(ABOUT THIS TASK): Your answer must be an exact copy of all the entries.

(DATA SUPPLIED):

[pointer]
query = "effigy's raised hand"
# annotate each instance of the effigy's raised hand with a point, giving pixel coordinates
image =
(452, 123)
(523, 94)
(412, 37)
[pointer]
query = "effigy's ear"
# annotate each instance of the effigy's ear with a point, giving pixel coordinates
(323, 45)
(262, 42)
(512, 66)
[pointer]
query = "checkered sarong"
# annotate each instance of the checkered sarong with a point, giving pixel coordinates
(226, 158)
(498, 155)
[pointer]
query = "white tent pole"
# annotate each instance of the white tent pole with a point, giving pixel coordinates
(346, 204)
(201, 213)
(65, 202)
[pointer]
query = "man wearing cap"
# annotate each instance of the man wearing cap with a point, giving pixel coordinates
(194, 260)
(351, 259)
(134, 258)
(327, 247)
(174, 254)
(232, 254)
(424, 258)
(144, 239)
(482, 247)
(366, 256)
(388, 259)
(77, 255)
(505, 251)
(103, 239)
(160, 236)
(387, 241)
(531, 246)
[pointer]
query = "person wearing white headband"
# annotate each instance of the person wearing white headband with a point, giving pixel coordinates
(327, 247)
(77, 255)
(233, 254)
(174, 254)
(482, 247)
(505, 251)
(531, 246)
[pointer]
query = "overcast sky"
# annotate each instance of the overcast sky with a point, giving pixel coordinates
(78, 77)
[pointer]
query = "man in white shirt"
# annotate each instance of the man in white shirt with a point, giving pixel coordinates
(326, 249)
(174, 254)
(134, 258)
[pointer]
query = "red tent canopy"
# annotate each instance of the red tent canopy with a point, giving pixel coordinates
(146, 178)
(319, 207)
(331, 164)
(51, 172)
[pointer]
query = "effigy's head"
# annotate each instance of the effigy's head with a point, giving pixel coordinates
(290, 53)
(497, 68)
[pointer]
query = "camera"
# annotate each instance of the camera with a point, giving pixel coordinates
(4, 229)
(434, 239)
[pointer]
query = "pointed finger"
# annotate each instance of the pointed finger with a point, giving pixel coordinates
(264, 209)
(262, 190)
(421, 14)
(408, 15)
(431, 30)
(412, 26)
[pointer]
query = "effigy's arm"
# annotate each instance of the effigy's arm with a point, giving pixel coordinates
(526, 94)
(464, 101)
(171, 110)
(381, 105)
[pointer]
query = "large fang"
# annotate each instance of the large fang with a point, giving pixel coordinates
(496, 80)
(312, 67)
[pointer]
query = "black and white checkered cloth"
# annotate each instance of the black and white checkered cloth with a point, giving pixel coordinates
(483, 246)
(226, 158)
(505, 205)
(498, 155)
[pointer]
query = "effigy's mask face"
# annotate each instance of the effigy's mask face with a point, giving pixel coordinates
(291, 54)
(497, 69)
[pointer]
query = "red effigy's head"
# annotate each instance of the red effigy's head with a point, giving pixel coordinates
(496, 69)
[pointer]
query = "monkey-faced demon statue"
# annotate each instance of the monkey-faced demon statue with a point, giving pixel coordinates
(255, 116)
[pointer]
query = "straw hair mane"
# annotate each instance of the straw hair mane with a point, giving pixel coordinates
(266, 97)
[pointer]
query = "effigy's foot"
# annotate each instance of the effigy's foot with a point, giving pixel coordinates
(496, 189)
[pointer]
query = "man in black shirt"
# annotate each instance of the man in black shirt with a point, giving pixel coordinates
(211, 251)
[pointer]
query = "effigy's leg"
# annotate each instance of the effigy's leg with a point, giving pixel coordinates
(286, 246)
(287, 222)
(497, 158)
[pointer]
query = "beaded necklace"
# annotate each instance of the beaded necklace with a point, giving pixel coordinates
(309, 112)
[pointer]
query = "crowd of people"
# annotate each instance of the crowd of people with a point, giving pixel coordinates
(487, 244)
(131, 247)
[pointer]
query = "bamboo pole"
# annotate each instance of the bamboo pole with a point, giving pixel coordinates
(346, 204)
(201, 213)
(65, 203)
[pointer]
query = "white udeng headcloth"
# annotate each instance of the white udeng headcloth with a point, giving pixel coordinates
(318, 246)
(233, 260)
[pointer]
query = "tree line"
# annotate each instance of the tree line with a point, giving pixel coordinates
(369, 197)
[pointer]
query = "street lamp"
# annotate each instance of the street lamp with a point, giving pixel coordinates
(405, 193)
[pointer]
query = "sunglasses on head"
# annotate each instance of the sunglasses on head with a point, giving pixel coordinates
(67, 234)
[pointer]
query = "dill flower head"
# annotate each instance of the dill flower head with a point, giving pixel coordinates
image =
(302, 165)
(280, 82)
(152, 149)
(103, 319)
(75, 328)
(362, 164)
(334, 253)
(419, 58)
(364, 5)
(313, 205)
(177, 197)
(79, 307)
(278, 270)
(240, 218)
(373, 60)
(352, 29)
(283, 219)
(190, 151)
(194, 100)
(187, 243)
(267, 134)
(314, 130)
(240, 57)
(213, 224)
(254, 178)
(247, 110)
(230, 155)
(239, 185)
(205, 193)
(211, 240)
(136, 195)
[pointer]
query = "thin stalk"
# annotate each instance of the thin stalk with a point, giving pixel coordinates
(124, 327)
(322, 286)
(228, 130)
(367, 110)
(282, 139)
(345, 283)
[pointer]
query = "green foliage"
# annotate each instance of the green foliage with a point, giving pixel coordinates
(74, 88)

(SOLUTION BELOW):
[pointer]
query = "effigy's raised hand"
# annotate each instance of the effigy's raised hand with a point, giving pixel coordinates
image =
(452, 123)
(523, 94)
(412, 37)
[pointer]
query = "effigy's ear"
# annotate each instance of the effigy's ear with a point, giving pixel coordinates
(323, 45)
(262, 42)
(512, 66)
[pointer]
query = "checkered sarong"
# annotate each instance of the checkered sarong with a point, giving pixel coordinates
(226, 158)
(498, 155)
[pointer]
query = "white tent pole"
# annotate each instance of the white tent pole with a point, giving pixel coordinates
(346, 204)
(201, 213)
(65, 202)
[pointer]
query = "man wearing cap"
# annotate each instance of the man wearing cap with a point, giving pixel coordinates
(194, 260)
(351, 259)
(134, 258)
(327, 247)
(174, 254)
(232, 254)
(424, 258)
(144, 239)
(482, 247)
(366, 256)
(388, 259)
(77, 255)
(505, 251)
(103, 239)
(160, 236)
(387, 241)
(531, 246)
[pointer]
query = "person wearing white headband"
# annotate each instance of the person wearing white headband with a point, giving pixel coordinates
(327, 247)
(77, 255)
(233, 254)
(174, 254)
(482, 247)
(505, 251)
(531, 246)
[pointer]
query = "overcast sky"
# annotate each instance of the overcast sky with a point, giving pixel coordinates
(78, 77)
[pointer]
query = "man in white shirt"
# annotate each instance of the man in white shirt with a point, giving pixel coordinates
(326, 249)
(174, 254)
(134, 258)
[pointer]
query = "red tent canopy"
# annotate each instance of the red tent canopy with a point, giving pixel coordinates
(146, 178)
(319, 207)
(331, 164)
(51, 172)
[pointer]
query = "effigy's head"
# annotate each instance of the effigy's head with a point, giving pixel coordinates
(290, 53)
(497, 68)
[pointer]
query = "camera"
# annotate each instance of the camera with a point, giving pixel coordinates
(4, 229)
(434, 239)
[pointer]
query = "pointed finger"
# annotate each instance of the pointed finger with a point, giving pixel coordinates
(264, 209)
(262, 190)
(421, 14)
(408, 15)
(431, 30)
(412, 26)
[pointer]
query = "effigy's arm"
# annotate each instance of the effigy's arm with a point, giving pixel coordinates
(526, 94)
(464, 101)
(171, 110)
(381, 105)
[pointer]
query = "large fang"
# annotate each instance of the large fang with a point, giving pixel coordinates
(496, 80)
(312, 67)
[pointer]
query = "black and white checkered cloth"
# annotate each instance of the black and white checkered cloth with a point, giving pixel coordinates
(483, 246)
(226, 158)
(505, 205)
(498, 155)
[pointer]
query = "effigy's mask face"
# annotate each instance of the effigy's mask face with a point, giving pixel coordinates
(291, 54)
(497, 69)
[pointer]
query = "red effigy's head"
# annotate each instance of the red effigy's head with a point, giving pixel coordinates
(496, 69)
[pointer]
query = "monkey-faced demon statue"
# annotate each instance of the monkey-faced demon statue with a point, giving pixel coordinates
(255, 116)
[pointer]
query = "straw hair mane"
# annotate each instance of the straw hair mane with a point, giving pixel coordinates
(266, 97)
[pointer]
query = "effigy's foot"
# annotate each instance of the effigy's foot with a point, giving pixel coordinates
(496, 189)
[pointer]
query = "man in black shirt"
# annotate each instance of the man in black shirt with a point, giving pixel coordinates
(211, 251)
[pointer]
query = "effigy's leg"
# annotate each instance of the effigy's leg with a point, giving pixel coordinates
(286, 246)
(287, 222)
(497, 158)
[pointer]
query = "beaded necklace"
# annotate each instance of the beaded necklace with a point, giving pixel coordinates
(309, 112)
[pointer]
query = "crowd of people"
# annotate each instance of the crowd of people with a point, giving pixel coordinates
(487, 244)
(131, 247)
[pointer]
query = "bamboo pole"
# annotate each instance of the bamboo pole with a point, giving pixel coordinates
(346, 204)
(201, 213)
(65, 203)
[pointer]
query = "white udeng headcloth"
# annotate each instance of the white udeng headcloth with a point, giving pixel coordinates
(318, 246)
(233, 260)
[pointer]
query = "tree line"
# annotate each instance of the tree line with a point, giving pixel coordinates
(369, 197)
[pointer]
query = "street lamp"
# annotate each instance of the street lamp with a point, giving pixel coordinates
(405, 193)
[pointer]
query = "sunglasses on head"
# annotate each instance of the sunglasses on head with a point, giving pixel coordinates
(67, 234)
[pointer]
query = "dill flower head"
# annotate each instance of the dill flower head with a point, giving pixel coordinates
image =
(302, 165)
(280, 82)
(152, 149)
(103, 319)
(75, 328)
(362, 164)
(334, 253)
(419, 58)
(364, 5)
(313, 205)
(177, 197)
(79, 307)
(278, 270)
(240, 218)
(373, 60)
(352, 29)
(283, 219)
(190, 151)
(194, 100)
(187, 243)
(267, 134)
(314, 130)
(240, 57)
(213, 224)
(254, 178)
(247, 110)
(230, 155)
(239, 185)
(205, 193)
(211, 240)
(136, 195)
[pointer]
query = "thin stalk"
# annotate each instance of the thin stalk with a point, giving pixel coordinates
(124, 327)
(322, 286)
(228, 130)
(367, 110)
(282, 139)
(345, 283)
[pointer]
query = "green foliage"
# annotate each instance of the green foliage with a point, giving pixel coordinates
(74, 88)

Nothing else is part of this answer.